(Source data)
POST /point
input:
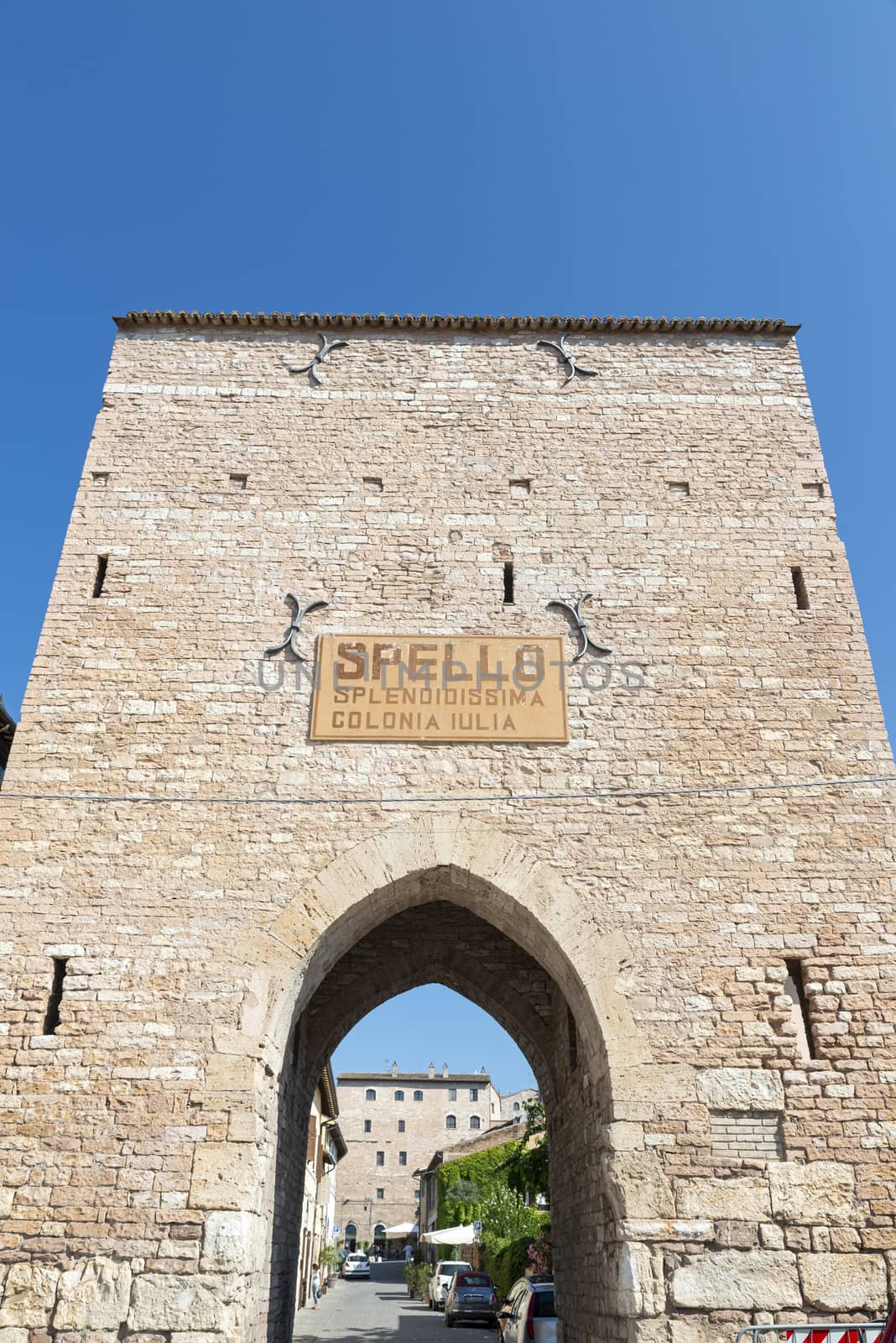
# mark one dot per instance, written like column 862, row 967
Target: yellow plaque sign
column 418, row 688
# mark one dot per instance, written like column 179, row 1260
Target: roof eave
column 479, row 324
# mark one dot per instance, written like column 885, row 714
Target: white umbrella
column 452, row 1236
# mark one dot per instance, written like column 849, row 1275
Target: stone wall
column 148, row 1185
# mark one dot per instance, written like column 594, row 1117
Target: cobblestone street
column 381, row 1311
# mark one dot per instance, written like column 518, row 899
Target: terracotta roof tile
column 398, row 321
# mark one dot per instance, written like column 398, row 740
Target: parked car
column 439, row 1282
column 470, row 1296
column 356, row 1266
column 529, row 1311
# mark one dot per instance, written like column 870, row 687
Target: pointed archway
column 564, row 1009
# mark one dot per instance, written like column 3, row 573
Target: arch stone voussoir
column 495, row 876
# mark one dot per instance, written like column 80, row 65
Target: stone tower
column 678, row 911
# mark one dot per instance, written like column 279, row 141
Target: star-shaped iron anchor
column 581, row 631
column 293, row 633
column 326, row 347
column 569, row 359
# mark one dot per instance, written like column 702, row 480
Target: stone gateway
column 680, row 895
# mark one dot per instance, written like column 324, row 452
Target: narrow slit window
column 800, row 588
column 571, row 1033
column 508, row 582
column 100, row 575
column 795, row 991
column 54, row 1002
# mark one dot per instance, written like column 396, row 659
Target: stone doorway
column 440, row 928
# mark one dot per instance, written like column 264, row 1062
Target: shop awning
column 452, row 1236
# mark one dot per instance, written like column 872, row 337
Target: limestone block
column 231, row 1072
column 94, row 1295
column 624, row 1137
column 844, row 1282
column 640, row 1284
column 638, row 1186
column 29, row 1295
column 192, row 1336
column 738, row 1280
column 226, row 1175
column 185, row 1303
column 741, row 1088
column 691, row 1330
column 645, row 1331
column 742, row 1199
column 810, row 1193
column 231, row 1241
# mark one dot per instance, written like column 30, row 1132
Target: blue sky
column 501, row 156
column 434, row 1025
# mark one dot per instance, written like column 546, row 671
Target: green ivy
column 474, row 1177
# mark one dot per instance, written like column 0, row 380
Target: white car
column 356, row 1266
column 529, row 1313
column 439, row 1282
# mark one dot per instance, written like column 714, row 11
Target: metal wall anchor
column 326, row 347
column 569, row 359
column 581, row 631
column 293, row 633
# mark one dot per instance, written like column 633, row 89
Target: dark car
column 470, row 1296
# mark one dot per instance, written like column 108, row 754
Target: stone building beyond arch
column 197, row 848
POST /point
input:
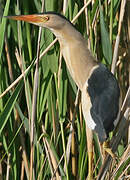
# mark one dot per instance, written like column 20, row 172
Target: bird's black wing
column 104, row 93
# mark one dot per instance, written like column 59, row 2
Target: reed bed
column 42, row 130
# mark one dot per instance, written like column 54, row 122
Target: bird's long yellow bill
column 35, row 18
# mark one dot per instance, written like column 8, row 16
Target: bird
column 99, row 88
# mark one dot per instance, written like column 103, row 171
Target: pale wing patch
column 86, row 106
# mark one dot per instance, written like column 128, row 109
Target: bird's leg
column 107, row 149
column 90, row 152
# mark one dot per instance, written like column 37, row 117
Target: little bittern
column 99, row 87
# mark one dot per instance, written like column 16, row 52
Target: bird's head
column 48, row 20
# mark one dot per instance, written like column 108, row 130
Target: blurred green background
column 53, row 132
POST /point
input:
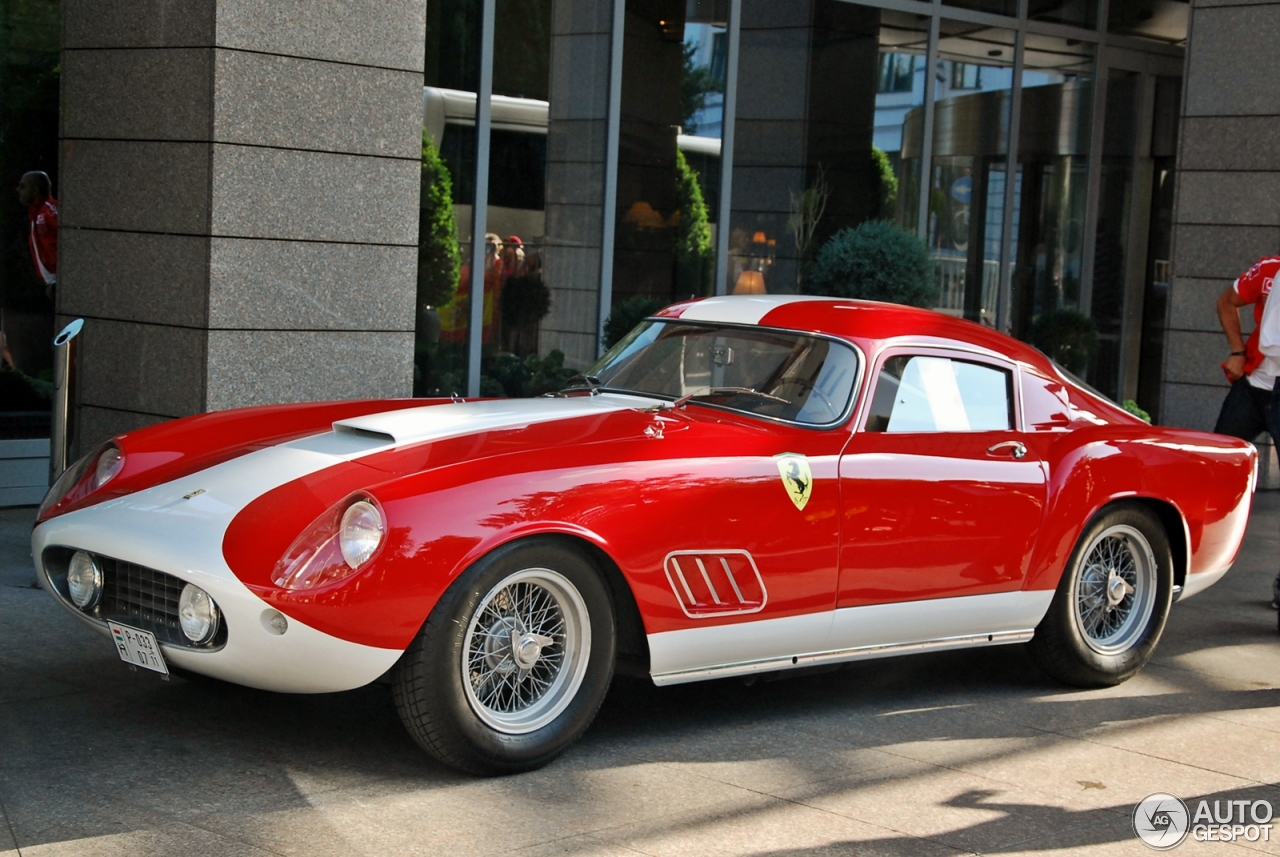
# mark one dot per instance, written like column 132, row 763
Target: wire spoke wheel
column 1115, row 591
column 525, row 651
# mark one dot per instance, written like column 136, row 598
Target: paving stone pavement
column 933, row 755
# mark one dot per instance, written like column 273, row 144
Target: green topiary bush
column 625, row 316
column 439, row 260
column 1068, row 337
column 695, row 257
column 874, row 261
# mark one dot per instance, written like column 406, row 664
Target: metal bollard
column 64, row 388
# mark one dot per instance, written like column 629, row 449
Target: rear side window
column 923, row 393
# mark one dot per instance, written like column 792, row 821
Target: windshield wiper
column 590, row 381
column 727, row 390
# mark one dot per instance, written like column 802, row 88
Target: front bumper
column 174, row 531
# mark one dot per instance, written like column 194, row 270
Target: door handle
column 1016, row 445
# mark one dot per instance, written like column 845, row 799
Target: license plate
column 138, row 647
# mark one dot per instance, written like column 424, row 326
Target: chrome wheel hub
column 525, row 651
column 1115, row 591
column 1118, row 589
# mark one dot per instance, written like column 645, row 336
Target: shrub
column 1136, row 409
column 874, row 261
column 439, row 260
column 695, row 257
column 625, row 316
column 515, row 377
column 1068, row 337
column 525, row 299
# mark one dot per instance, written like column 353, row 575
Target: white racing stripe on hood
column 741, row 310
column 179, row 525
column 440, row 421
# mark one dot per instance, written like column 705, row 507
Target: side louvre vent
column 714, row 582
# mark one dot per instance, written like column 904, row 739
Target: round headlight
column 83, row 581
column 197, row 614
column 360, row 534
column 109, row 463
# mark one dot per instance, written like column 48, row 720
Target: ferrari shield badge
column 796, row 477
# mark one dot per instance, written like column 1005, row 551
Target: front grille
column 133, row 595
column 142, row 597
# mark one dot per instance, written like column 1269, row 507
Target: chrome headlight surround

WRITTEN EXERCISE: Copy verbatim the lines of the records between the line containing "# mark one dot per instance, written like column 714, row" and the line containing "column 35, row 18", inclusive, leaving out any picture.

PROBLEM SOLUTION:
# mark one dot per instance, written like column 714, row 11
Target: metal wall anchor
column 326, row 347
column 569, row 359
column 581, row 631
column 293, row 633
# mark one dot per instance, written like column 633, row 89
Target: dark car
column 470, row 1296
# mark one dot per instance, written like column 108, row 754
Target: stone building beyond arch
column 197, row 848
POST /point
input:
# mark one dot per instance, written like column 20, row 172
Target: bird's black wing
column 104, row 93
# mark one dot per instance, written like column 59, row 2
Target: reed bed
column 42, row 130
# mark one dot per instance, written like column 54, row 122
Target: bird's long yellow bill
column 35, row 18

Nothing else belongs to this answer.